Objective> Edit the entries below by changing "white cloud" to "gray cloud" wherever it appears, and leave everything else the same.

Given records>
######

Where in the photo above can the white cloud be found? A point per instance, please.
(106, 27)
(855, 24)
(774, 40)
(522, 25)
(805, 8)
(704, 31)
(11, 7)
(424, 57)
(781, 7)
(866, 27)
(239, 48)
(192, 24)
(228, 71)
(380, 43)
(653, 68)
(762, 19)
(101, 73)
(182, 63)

######

Result of this task>
Where in the photo above can the gray cloud be found? A point per instance, please.
(106, 27)
(855, 24)
(774, 40)
(522, 25)
(805, 8)
(704, 31)
(11, 7)
(424, 57)
(781, 7)
(866, 27)
(239, 48)
(192, 24)
(228, 71)
(380, 43)
(653, 68)
(762, 19)
(101, 73)
(182, 63)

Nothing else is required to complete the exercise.